### Consegna A
Elenca gli obiettivi che il gruppo di giovanissimi colpisce a Parigi, così come li indica la parentesi nel brano su Nocturama.

“L’uomo è un cavo teso tra la bestia e il superuomo, – un cavo al di sopra di un abisso. […] La grandezza dell’uomo è di essere un ponte e non uno scopo: nell’uomo si può amare che egli sia una transizione e un tramonto”.
Le parole di Zarathustra paiono le più adatte a tracciare un percorso che in questa epoca sembra essere giunto alla sua seconda fase, quella che ha visto la liberazione dal fardello originario di un debito infinito che fatalmente incombeva, e in cui si mette in crisi, distruggendolo, un sistema di valori che informa l’agire umano (prima di giungere a quella trasvalutazione operata dal ‘fanciullo’).
Bertrand Bonello fotografa con gelido distacco ed esattezza entomologica questo drammatico stadio, in cui l’unica azione consentita è quella di demolire tutto ciò che si pone come ostacolo alla gioiosa affermazione della vita che si compie nel ciclo dell’Eterno Ritorno (la doppia affermazione, diceva Deleuze spiegando Nietszche, il “divenir attivo delle forze”). E, dunque, assistiamo proprio alla rigorosa messa in scena di un gesto di distruzione radicale, portato fino in fondo, e seguiamo, scanditi da un riferimento dell’orario che appare più volte in sovraimpressione sullo schermo, i preparativi che un gruppo di giovanissimi compie, dopo aver architettato un elaborato piano, per mettere a ferro e fuoco la città (Parigi), colpendola in alcuni suoi punti sensibili (il ministero dell’interno, la sede di una grande multinazionale, e altri obiettivi simbolici). Bonello, all’inizio del film, si concentra sulla realizzazione degli attentati, che viene rappresentata per intero, facendo immergere lo spettatore in un divenire, un farsi, che prepara un esito dirompente, e in tal modo, si fa, come raramente accade al cinema, esperienza della differenza aristotelica tra atto azione, anzi, abbracciando la questione megarica (i megarici notoriamente negavano la realtà della potenza) si potrebbe dire che il lungo prologo di Nocturama acquisisce senso solo in virtù dell’effettiva concretizzazione successiva.

[Voci di annotazione delle regioni]
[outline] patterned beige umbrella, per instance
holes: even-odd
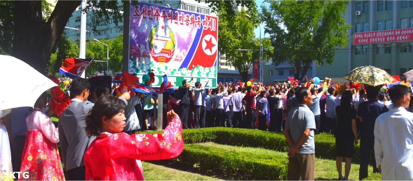
[[[406,77],[407,82],[413,82],[413,69],[408,71],[403,74]]]
[[[363,66],[354,68],[344,78],[355,84],[377,86],[392,83],[393,78],[387,72],[373,66]]]

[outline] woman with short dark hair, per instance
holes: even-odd
[[[340,106],[336,107],[337,127],[335,132],[336,166],[338,172],[338,180],[347,180],[351,166],[351,158],[354,152],[354,145],[358,143],[356,122],[356,109],[351,106],[351,92],[344,91],[342,95]],[[353,144],[354,143],[354,144]],[[346,162],[344,176],[342,174],[342,162]]]

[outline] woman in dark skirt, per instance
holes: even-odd
[[[338,171],[338,180],[347,180],[351,167],[351,158],[354,145],[358,143],[356,139],[357,128],[356,122],[356,109],[351,106],[353,95],[350,91],[346,91],[342,95],[340,105],[336,107],[337,128],[335,132],[336,165]],[[355,139],[355,138],[356,139]],[[346,165],[344,176],[342,174],[343,157]]]

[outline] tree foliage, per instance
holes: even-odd
[[[344,17],[347,1],[266,2],[269,7],[262,6],[261,19],[274,47],[273,61],[275,65],[287,62],[296,79],[303,78],[313,61],[318,66],[332,64],[335,50],[347,45],[350,26]]]
[[[65,59],[77,57],[78,56],[79,47],[76,42],[72,42],[71,40],[68,40],[62,35],[47,63],[47,72],[50,74],[55,75],[55,73],[59,72],[59,69],[62,66]]]
[[[13,45],[12,1],[0,1],[0,54],[10,55]]]
[[[253,11],[254,9],[256,10]],[[249,18],[246,14],[248,14]],[[248,12],[242,9],[230,19],[225,9],[218,13],[218,47],[220,53],[226,54],[228,62],[238,70],[244,82],[247,81],[252,61],[259,59],[259,39],[255,38],[254,32],[259,23],[257,14],[255,8]],[[264,49],[272,49],[268,39],[262,39],[261,42]],[[248,49],[250,50],[246,50]],[[263,52],[264,59],[266,57],[268,59],[271,52]]]
[[[115,38],[99,41],[109,47],[109,69],[114,73],[122,71],[123,35],[121,35]],[[95,60],[107,61],[107,47],[96,41],[89,41],[86,44],[86,56],[93,57],[95,56]],[[98,72],[107,74],[107,63],[105,62],[94,61],[86,69],[86,73],[91,75]]]

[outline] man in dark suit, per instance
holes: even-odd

### Consegna B
Trascrivi in una tabella Markdown, con le colonne «Numero» e «Riga dell'elenco», le righe dell'elenco che vanno da quella contenente "[outline] tree foliage, per instance" fino all'ultima dell'elenco, estremi compresi. Escludi le righe vuote.

### Risposta A
- il ministero dell'interno
- la sede di una grande multinazionale
- altri obiettivi simbolici

### Risposta B
| Numero | Riga dell'elenco |
|---|---|
| 1 | [outline] tree foliage, per instance |
| 2 | holes: even-odd |
| 3 | [[[344,17],[347,1],[266,2],[269,7],[262,6],[261,19],[274,47],[273,61],[275,65],[287,62],[296,79],[303,78],[313,61],[318,66],[332,64],[335,50],[347,45],[350,26]]] |
| 4 | [[[65,59],[77,57],[78,56],[79,47],[76,42],[72,42],[71,40],[68,40],[62,35],[47,63],[47,72],[50,74],[55,75],[55,73],[59,72],[59,69],[62,66]]] |
| 5 | [[[13,45],[12,1],[0,1],[0,54],[10,55]]] |
| 6 | [[[253,11],[254,9],[256,10]],[[249,18],[246,14],[248,14]],[[248,12],[242,9],[230,19],[225,9],[218,13],[218,47],[220,53],[226,54],[228,62],[238,70],[244,82],[247,81],[252,61],[259,59],[259,39],[255,38],[254,32],[259,23],[257,14],[255,8]],[[264,49],[272,49],[268,39],[262,39],[261,42]],[[248,49],[250,50],[246,50]],[[263,52],[264,59],[266,57],[268,59],[271,52]]] |
| 7 | [[[115,38],[99,41],[109,47],[109,69],[114,73],[122,71],[123,35],[121,35]],[[95,60],[107,61],[107,47],[96,41],[89,41],[86,44],[86,56],[93,57],[95,56]],[[98,72],[107,74],[107,63],[105,62],[94,61],[86,69],[86,73],[91,75]]] |
| 8 | [outline] man in dark suit, per instance |
| 9 | holes: even-odd |